Set problem → Could you repeat every line below word for word, leaving nothing out and changing nothing?

Dataset entries →
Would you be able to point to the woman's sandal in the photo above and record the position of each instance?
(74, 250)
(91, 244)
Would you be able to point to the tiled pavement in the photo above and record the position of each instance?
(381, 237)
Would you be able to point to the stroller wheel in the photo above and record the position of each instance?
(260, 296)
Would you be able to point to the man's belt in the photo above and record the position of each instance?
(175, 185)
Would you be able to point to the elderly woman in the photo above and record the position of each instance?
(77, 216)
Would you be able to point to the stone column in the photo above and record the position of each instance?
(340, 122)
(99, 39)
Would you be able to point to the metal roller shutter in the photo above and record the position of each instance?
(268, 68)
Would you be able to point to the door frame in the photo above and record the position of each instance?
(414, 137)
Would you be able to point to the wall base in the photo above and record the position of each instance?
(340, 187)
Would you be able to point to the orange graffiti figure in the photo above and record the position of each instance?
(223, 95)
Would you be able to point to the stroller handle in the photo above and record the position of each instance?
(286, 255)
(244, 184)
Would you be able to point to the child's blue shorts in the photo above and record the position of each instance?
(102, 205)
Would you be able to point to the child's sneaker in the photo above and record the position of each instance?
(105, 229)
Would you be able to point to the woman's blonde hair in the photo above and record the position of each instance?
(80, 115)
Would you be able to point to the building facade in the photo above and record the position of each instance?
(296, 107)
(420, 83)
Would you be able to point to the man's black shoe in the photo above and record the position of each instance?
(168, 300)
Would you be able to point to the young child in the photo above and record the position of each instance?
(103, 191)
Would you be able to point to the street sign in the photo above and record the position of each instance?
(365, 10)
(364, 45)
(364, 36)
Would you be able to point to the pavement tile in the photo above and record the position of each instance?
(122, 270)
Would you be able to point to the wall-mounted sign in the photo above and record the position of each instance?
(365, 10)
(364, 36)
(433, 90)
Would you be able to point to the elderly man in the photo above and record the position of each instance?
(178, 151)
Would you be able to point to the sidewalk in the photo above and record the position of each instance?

Response →
Would you be able to point to the woman's sandal in the photo above and record the position of each instance?
(74, 250)
(91, 244)
Would you be able to point to the tiled pavement in the photo above and record the position of each instance?
(381, 237)
Would you be able to point to the stroller wheel in the photo above and record the position of each instance?
(260, 296)
Would you be able to point to the man's belt in the photo above and record the position of each instance?
(175, 185)
Would you be able to point to the elderly woman in the photo above and record the position of each instance?
(77, 216)
Would you be able to point to the stone column in the photo above and record the position of each instance?
(340, 122)
(99, 39)
Would you be able to point to the metal roller shutter in the photo above and record the position of each instance?
(268, 68)
Would you be able to point to the door frame in the photo above and record the position of each instance?
(414, 137)
Would you be able to point to the wall base in the photo above and record the position of each instance?
(340, 187)
Would you be able to point to the orange graffiti figure in the photo above and record the position of each instance?
(223, 95)
Would you be able to point to the stroller handle in the photo above and record the position of each instance?
(286, 255)
(244, 184)
Would you be able to point to the child's blue shorts in the photo above and record the position of each instance?
(102, 205)
Would you be able to point to the child's sneaker in the photo above and record the position of each instance?
(105, 229)
Would you be able to point to the woman's blonde hair in the photo above and record the position of each instance?
(80, 115)
Would you be able to point to the building facade in the photo above and record the position of each instance?
(296, 107)
(420, 83)
Would you be able to point to the man's black shoe in the photo above and record the position of each instance?
(168, 300)
Would you be able to point to the young child in the photo above and record the position of each instance?
(103, 191)
Would you be able to point to the street sign in the photo above and record the position of each instance?
(365, 10)
(364, 45)
(364, 36)
Would you be able to point to the pavement tile in the photo above and record the position of each instance?
(122, 270)
Would you be able to point to the wall-mounted sign in the photo above and record the position of each instance?
(365, 10)
(364, 36)
(433, 90)
Would you be able to point to the elderly man in the photo above and record the position of each instance?
(178, 151)
Would you be able to point to the sidewalk in the photo above and record the position of each instance?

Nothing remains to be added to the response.